### Exercise details:
Could you print all of the data below again, exactly?

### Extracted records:
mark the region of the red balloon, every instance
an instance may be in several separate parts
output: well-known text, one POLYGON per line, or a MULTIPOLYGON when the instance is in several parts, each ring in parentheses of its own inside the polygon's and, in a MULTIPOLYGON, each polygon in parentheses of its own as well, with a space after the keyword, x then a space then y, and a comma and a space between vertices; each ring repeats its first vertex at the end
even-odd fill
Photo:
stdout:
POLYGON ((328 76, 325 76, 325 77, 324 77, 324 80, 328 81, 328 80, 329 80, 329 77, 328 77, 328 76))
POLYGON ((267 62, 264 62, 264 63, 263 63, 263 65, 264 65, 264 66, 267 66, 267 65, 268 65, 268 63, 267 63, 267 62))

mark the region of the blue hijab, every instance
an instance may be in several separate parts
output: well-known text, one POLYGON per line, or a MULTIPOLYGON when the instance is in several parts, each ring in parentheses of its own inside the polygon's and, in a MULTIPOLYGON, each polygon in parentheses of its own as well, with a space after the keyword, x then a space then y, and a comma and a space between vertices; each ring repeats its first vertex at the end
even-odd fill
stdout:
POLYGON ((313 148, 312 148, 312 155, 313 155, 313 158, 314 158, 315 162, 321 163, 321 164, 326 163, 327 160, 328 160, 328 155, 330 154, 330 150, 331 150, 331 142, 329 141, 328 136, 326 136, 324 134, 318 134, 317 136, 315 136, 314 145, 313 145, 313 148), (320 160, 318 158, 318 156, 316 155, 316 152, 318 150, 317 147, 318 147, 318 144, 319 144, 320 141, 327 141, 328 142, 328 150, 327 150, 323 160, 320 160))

### Answer for the task:
mark the region of the red balloon, every instance
an instance may be in several separate parts
output: well-known text, one POLYGON per line, or a MULTIPOLYGON when the instance is in several parts, each ring in parentheses of its own inside the polygon's and, in a MULTIPOLYGON, each polygon in parentheses of its own as well, with a space after the keyword, x then a space then y, and a comma and a space between vertices; each ring repeats its first vertex at the end
even-odd fill
Photo:
stdout:
POLYGON ((328 76, 325 76, 325 77, 324 77, 324 80, 328 81, 328 80, 329 80, 329 77, 328 77, 328 76))
POLYGON ((267 62, 264 62, 264 63, 263 63, 263 65, 264 65, 264 66, 267 66, 267 65, 268 65, 268 63, 267 63, 267 62))

mark the region of the blue hijab, every instance
an instance may be in several separate parts
output: well-known text, one POLYGON per line, or a MULTIPOLYGON when the instance is in several parts, each ring in parentheses of its own inside the polygon's and, in a MULTIPOLYGON, each polygon in parentheses of its own as well, with a space after the keyword, x then a space then y, and a comma and a space between vertices; each ring repeats its first vertex at the end
even-odd fill
stdout:
POLYGON ((313 148, 312 148, 312 155, 313 155, 313 158, 314 158, 315 162, 321 163, 321 164, 326 163, 327 160, 328 160, 328 155, 330 154, 330 150, 331 150, 331 142, 329 141, 328 136, 326 136, 324 134, 318 134, 317 136, 315 136, 314 145, 313 145, 313 148), (320 160, 318 158, 318 156, 316 155, 316 152, 318 150, 317 147, 318 147, 318 144, 319 144, 320 141, 327 141, 328 142, 328 150, 327 150, 323 160, 320 160))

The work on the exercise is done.